US 5282726 A
Apparatus and method for increasing the capacity of a gas compressor. The apparatus comprises a supercharger for compressing a gas flow and an evaporative cooler for cooling and ducting the supercharged gas flow to the gas compressor. The cooler comprises a section of pipe connecting the supercharger and the compressor. Mounted on the wall of the pipe are nozzles oriented upstream to atomize water into droplets of mean diameter ranging from about 4 to about 12 microns. The pipe is sized to provide a residence time of from about 0.1 to about 0.5 seconds for the droplets in the gas flow.
1. A system for increasing the capacity of a gas compressor comprising:
(a) a supercharger for receiving, compressing and discharging a gas flow; and
(b) an evaporative cooler comprising a section of pipe connecting said supercharger with the compressor, said pipe having a nozzle for spraying and evaporating a liquid into the gas flow for cooling of the gas flow, said nozzle having internal passages sized to atomize a liquid into droplets of mean diameter from about 4 to about 20 microns, said evaporative cooler being capable of completely evaporating the liquid sprayed into the gas flow before reaching the compressor so as to increase the capacity of the compressor and minimize the electrical power used by the compressor while delivering the desired mass flow of gas.
2. The system as in claim 1 wherein said gas compressor has intercoolers and aftercoolers and said system further comprises means for collecting condensate from the intercoolers and aftercoolers and returning the condensate for spraying into the gas flow.
3. The system as in claim 2 wherein the gas is air and liquid for cooling of the air flow is water.
4. The system as in claim 1 wherein said pipe has a diameter and length to provide a residence time of from about 0.05 to about 1.0 seconds for the droplets in the gas flow.
5. The system as in claim 1 wherein said pipe has a nozzle with internal passages sized to atomize a liquid into droplets of mean diameter from about 8 to about 12 microns and said pipe has a diameter and length to provide a residence time of from about 0.2 to about 0.4 seconds for the droplets in the gas flow.
6. The system as in claim 1 wherein the gas has a flow velocity of not more than about 100 feet per second in said evaporative cooler.
7. The system as in claim 1 wherein the gas has a flow velocity of from about 15 to about 50 feet per second in said evaporative cooler.
8. The system as in claim 1 wherein said nozzle is oriented to discharge upstream at an angle of not more than about 60
9. The system as in claim 1 wherein said nozzle is oriented to discharge upstream at an angle of about 45
10. The system as in claim 1 wherein said pipe has a diameter and length to provide a residence time of from about 0.05 to about 1.0 seconds for the droplets in the gas flow, and wherein said nozzle is oriented to discharge upstream at an angle of not more than about 60
11. The system as in claim 1 further comprising:
(c) a sensor for monitoring gas temperature at the entrance to the gas compressor;
(d) a sensor for monitoring gas humidity at the entrance to the gas compressor; and
(e) a controller for processing the monitored gas temperature and monitored gas humidity and for regulating the flow of liquid to said nozzle so that the liquid sprayed into the gas flow is completely evaporated before reaching the gas compressor, and the electrical power used by the gas compressor is minimized.

● **Written tasks**
- A) In the gas compressor patent text, what gas flow velocity range does claim 7 give for the evaporative cooler?
- B) Continue the gas compressor patent text from the end of claim 11.

● **Records**
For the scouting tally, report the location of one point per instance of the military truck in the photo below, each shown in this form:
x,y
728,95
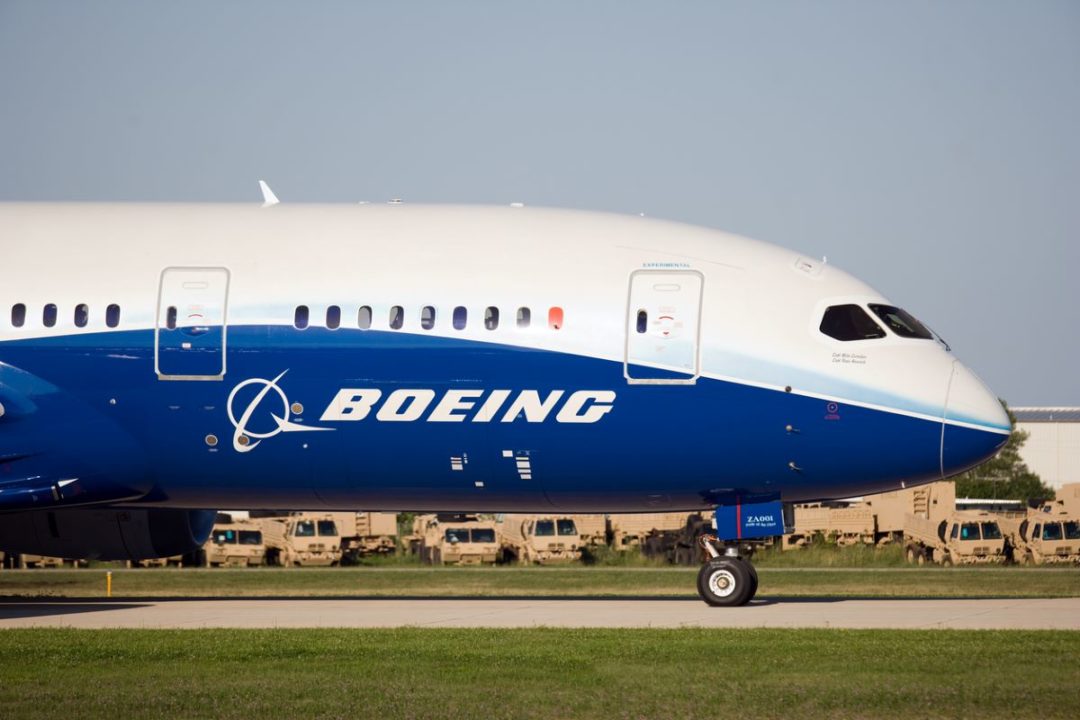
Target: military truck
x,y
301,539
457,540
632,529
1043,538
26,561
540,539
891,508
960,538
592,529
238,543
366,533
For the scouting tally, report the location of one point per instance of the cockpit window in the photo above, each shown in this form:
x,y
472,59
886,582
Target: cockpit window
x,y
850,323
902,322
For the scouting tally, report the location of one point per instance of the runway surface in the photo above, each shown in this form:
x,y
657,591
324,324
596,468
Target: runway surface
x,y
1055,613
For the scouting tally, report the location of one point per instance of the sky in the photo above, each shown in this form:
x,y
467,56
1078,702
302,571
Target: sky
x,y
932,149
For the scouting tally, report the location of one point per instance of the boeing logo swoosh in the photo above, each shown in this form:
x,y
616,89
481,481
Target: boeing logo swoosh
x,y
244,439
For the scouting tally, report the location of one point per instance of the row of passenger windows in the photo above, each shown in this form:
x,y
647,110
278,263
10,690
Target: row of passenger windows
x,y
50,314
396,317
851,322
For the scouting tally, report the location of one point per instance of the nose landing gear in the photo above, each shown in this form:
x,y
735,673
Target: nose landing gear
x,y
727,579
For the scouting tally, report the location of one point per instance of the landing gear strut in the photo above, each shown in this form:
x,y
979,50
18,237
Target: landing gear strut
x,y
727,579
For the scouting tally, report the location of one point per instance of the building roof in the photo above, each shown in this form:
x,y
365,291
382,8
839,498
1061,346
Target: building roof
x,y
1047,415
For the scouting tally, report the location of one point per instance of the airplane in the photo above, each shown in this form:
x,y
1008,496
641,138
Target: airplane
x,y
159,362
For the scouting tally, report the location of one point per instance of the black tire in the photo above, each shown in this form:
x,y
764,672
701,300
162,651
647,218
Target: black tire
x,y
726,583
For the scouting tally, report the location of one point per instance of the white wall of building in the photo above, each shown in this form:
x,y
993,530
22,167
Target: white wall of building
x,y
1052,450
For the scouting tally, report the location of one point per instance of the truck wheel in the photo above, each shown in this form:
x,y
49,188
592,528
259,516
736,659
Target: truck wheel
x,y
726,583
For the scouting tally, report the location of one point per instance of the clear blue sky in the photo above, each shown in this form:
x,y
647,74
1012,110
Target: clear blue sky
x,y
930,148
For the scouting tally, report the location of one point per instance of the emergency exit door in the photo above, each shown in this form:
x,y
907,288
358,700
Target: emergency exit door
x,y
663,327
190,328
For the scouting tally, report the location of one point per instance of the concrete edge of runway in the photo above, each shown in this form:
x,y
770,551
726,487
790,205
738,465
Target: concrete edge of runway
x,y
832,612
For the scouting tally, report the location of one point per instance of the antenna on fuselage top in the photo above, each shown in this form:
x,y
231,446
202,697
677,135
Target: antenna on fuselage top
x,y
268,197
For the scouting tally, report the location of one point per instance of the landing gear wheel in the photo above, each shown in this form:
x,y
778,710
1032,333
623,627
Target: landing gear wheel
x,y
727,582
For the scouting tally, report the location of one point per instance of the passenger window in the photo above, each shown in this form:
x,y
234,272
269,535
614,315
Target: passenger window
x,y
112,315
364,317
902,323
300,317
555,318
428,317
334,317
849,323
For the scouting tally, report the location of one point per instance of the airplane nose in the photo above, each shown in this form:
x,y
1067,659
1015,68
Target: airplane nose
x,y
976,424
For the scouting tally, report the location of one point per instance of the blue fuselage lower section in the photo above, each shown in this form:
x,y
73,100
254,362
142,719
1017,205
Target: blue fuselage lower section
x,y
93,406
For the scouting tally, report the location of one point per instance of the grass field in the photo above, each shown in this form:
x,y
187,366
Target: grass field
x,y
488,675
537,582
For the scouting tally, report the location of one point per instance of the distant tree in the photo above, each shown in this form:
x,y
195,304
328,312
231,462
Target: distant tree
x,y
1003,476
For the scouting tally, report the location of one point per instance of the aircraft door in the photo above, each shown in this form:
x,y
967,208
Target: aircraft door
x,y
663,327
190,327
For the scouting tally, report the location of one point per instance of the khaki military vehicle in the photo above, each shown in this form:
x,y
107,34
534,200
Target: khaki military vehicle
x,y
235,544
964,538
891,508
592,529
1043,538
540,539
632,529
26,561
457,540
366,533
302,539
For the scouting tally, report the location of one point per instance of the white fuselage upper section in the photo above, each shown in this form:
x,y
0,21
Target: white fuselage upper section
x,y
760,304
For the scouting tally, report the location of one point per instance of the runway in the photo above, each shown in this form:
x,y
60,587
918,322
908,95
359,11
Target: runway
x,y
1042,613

● **Answers to each task**
- A) From about 15 to about 50 feet per second.

- B)
12. A method for increasing the gas flow capacity of a gas compressor, said method comprising:
(a) supercharging the gas flow;
(b) providing a liquid capable of evaporation into and cooling the gas flow;
(c) atomizing the liquid into droplets having a mean diameter of from about 4 to about 20 microns;
(d) introducing the liquid droplets into the gas flow; and
(e) evaporating completely the liquid droplets sprayed into the gas flow before reaching the compressor so as to increase the capacity of the compressor and minimize the electrical power used by the compressor while delivering the desired mass flow of gas.
13. The method as in claim 12 further comprising:
(e) collecting condensate from the gas compressor intercoolers and aftercoolers; and
(j) returning the condensate for atomization into the supercharged gas flow.
14. The method as in claim 13 wherein the gas is air and the liquid is water.
15. The method as in claim 11 further comprising:
(e) monitoring the gas temperature at the entrance to the gas compressor;
(f) monitoring the gas humidity at the entrance to the gas compressor; and
(g) processing the monitored gas temperature and monitored gas humidity and regulating the flow of liquid to said nozzle so that the liquid sprayed into the gas flow is completely evaporated before reaching the gas compressor, and the electrical power used by the gas compressor is minimized.
16. The method as in claim 11 further comprising:
(f) directing the droplets upstream into the gas flow at an angle of not more than 60
(g) providing a residence time of from about 0.05 to about 1.0 seconds for the droplets in the gas flow before entering the compressor.
As shown in FIG. 1, atmospheric air is induced through a filter 10 by a supercharger 12 or blower which provides a stage of compression of small pressure ratio. Typically the air pressure is elevated in the supercharger by an increment of 5 to 100 inches of water with a resulting rise in temperature of the airflow of 10 or blower of appropriate capacity may be selected from many positive displacement and centrifugal models available from various manufacturers. A centrifugal supercharger is preferred because it provides some variable capacity capability.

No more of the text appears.